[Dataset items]
★ ★ ★ ★ ★
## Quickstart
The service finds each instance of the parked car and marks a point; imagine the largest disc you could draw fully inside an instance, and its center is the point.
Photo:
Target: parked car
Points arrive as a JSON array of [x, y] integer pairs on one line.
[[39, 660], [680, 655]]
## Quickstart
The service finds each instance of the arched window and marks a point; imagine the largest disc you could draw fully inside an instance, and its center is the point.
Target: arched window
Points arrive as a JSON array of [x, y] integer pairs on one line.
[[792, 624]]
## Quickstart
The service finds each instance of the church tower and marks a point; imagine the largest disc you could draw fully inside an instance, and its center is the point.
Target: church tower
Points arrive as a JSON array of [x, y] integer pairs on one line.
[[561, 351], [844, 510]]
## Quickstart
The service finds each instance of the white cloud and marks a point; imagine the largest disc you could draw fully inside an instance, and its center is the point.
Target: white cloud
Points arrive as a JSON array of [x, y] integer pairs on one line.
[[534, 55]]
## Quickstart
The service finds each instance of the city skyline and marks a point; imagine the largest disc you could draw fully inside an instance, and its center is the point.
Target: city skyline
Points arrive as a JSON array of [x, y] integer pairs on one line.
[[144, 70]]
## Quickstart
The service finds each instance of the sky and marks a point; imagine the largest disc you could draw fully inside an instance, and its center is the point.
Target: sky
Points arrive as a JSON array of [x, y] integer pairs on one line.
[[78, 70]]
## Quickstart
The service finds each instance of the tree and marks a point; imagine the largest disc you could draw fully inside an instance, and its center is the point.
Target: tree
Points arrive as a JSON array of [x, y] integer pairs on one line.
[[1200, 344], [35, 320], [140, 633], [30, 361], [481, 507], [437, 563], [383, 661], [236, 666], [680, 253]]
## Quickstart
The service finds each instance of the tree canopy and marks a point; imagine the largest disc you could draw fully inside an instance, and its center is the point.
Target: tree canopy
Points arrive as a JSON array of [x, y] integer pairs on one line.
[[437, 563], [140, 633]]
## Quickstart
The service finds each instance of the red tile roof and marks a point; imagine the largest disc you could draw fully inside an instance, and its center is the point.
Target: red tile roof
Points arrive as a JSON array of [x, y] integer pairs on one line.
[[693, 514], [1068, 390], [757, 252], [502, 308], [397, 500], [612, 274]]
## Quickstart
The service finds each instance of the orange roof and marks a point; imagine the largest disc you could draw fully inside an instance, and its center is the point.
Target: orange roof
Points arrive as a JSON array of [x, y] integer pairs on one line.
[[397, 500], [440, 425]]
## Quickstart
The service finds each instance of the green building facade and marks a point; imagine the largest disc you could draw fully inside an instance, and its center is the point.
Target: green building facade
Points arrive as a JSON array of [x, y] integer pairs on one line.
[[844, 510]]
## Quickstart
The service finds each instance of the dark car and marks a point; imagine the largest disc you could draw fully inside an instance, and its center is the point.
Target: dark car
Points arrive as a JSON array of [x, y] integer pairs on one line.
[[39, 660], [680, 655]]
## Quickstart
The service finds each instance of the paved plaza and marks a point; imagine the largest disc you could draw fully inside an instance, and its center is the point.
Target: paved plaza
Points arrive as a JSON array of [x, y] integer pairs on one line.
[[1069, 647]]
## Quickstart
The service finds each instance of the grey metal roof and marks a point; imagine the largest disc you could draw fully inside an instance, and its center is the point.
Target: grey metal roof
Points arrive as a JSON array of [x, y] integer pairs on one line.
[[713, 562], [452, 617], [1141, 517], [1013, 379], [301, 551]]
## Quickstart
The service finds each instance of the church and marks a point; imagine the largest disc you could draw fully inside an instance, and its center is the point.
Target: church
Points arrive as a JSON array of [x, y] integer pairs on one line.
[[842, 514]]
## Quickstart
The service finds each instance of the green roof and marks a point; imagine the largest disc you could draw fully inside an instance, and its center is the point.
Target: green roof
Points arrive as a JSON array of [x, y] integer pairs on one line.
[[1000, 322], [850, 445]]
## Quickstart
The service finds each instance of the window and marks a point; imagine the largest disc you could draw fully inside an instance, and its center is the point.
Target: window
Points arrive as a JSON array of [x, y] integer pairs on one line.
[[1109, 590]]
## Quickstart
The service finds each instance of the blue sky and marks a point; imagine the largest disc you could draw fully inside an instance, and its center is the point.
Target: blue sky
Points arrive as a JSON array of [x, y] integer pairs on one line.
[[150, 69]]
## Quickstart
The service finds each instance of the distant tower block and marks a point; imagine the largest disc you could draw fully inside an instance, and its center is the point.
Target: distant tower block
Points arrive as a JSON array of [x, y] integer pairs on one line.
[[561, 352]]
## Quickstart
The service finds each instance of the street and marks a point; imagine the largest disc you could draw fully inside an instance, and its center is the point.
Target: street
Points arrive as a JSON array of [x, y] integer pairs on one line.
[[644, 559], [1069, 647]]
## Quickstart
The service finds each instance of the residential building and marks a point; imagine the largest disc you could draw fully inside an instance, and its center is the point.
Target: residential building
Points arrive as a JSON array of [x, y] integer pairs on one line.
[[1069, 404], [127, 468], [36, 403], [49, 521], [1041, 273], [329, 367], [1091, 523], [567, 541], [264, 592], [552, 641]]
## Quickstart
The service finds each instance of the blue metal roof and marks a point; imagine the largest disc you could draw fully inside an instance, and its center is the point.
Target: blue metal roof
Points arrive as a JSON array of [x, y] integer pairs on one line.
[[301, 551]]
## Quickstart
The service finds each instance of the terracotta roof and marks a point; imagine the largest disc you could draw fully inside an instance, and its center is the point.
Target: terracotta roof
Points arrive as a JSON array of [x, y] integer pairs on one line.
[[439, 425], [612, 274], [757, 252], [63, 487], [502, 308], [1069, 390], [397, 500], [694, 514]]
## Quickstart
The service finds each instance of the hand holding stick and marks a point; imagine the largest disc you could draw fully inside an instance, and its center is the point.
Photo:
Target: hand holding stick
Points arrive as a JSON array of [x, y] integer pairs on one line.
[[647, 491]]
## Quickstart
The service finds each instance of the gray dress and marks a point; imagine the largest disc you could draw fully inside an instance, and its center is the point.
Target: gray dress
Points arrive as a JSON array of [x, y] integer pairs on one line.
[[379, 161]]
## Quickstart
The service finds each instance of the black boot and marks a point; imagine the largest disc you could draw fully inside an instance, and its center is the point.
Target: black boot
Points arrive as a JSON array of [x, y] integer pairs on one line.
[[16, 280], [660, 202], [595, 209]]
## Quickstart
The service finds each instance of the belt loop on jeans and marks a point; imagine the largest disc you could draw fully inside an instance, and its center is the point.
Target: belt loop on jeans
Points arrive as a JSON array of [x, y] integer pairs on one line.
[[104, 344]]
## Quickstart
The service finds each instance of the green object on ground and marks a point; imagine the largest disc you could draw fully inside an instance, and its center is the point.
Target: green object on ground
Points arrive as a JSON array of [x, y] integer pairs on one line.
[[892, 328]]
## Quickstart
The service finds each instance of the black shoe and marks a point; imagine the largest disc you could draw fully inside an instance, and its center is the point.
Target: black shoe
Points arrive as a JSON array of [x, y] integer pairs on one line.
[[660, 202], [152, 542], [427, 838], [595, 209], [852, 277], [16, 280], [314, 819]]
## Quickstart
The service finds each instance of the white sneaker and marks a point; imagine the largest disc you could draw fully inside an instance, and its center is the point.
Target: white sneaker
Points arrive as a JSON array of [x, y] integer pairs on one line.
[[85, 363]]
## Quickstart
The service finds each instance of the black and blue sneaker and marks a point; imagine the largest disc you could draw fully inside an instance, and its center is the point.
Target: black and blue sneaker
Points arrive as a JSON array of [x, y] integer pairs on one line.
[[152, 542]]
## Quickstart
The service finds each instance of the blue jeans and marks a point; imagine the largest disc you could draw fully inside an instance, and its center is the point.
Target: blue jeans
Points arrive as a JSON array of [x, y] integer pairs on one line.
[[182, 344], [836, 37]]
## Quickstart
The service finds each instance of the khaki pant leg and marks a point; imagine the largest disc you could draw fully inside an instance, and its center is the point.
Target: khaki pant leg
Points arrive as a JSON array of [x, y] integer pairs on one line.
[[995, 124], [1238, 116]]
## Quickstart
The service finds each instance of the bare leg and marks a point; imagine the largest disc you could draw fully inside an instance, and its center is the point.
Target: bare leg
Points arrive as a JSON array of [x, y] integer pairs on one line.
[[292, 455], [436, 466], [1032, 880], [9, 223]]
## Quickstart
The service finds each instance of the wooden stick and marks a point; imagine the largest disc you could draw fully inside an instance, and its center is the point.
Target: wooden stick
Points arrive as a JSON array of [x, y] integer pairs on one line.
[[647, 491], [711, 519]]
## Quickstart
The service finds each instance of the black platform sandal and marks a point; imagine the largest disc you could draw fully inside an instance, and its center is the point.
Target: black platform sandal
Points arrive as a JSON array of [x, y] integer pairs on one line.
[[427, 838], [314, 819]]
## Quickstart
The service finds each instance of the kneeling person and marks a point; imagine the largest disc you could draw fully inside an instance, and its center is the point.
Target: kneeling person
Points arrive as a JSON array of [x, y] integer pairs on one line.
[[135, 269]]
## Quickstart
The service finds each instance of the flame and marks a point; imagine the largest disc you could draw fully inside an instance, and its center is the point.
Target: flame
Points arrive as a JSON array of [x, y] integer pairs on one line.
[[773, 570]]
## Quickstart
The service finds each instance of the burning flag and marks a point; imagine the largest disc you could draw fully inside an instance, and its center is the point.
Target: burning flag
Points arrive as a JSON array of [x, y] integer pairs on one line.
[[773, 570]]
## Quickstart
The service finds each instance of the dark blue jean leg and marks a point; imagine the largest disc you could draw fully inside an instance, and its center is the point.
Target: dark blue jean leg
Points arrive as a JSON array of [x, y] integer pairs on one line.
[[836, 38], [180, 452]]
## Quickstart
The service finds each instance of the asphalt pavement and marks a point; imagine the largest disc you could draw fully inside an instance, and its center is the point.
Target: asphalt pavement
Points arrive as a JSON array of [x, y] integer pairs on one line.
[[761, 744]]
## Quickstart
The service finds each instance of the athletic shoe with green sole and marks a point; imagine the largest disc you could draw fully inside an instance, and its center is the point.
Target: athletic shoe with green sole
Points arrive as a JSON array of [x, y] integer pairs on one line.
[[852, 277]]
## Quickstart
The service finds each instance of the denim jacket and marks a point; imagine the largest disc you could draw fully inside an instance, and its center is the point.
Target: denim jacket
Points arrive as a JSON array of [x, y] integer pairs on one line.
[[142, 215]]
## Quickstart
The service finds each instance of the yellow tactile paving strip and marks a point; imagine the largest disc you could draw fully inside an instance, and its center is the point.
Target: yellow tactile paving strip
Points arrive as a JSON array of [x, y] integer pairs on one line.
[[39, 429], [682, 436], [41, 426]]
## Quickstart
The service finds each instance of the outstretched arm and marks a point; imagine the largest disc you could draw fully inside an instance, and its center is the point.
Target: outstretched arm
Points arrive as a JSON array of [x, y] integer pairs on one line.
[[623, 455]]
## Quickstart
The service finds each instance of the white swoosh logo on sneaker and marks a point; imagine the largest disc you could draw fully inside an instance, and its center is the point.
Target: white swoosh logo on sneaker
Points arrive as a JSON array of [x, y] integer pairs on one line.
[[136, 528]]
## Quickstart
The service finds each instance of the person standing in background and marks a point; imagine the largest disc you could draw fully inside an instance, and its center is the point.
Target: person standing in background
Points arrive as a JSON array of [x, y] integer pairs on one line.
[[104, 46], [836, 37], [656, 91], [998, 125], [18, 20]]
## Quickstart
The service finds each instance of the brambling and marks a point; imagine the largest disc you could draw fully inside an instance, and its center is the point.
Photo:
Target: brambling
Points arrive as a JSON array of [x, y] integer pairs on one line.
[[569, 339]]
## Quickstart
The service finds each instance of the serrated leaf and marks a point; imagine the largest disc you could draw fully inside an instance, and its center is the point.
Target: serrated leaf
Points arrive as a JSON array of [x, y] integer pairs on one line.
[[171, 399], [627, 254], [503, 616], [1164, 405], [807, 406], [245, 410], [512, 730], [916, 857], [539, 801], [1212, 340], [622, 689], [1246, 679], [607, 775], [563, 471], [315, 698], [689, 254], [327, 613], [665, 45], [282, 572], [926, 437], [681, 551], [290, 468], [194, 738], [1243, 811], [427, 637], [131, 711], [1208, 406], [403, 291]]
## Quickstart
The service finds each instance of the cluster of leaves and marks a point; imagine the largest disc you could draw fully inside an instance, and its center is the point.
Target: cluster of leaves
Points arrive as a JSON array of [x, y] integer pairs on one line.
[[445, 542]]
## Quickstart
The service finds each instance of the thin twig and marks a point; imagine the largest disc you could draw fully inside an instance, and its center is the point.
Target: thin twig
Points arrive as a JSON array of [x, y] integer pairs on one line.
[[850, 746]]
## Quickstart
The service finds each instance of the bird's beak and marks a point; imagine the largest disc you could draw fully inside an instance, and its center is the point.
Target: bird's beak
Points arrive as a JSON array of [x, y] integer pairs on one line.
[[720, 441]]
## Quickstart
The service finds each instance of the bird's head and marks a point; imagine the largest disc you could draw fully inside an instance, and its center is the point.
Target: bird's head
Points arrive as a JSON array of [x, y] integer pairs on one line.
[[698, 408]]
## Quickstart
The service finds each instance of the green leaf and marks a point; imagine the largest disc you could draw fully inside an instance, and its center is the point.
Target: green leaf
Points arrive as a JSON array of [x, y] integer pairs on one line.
★ ★ ★ ★ ★
- _Exercise description_
From the records above, count the lines in which the string "brambling" is found, and answer with the number alone.

- _Result_
2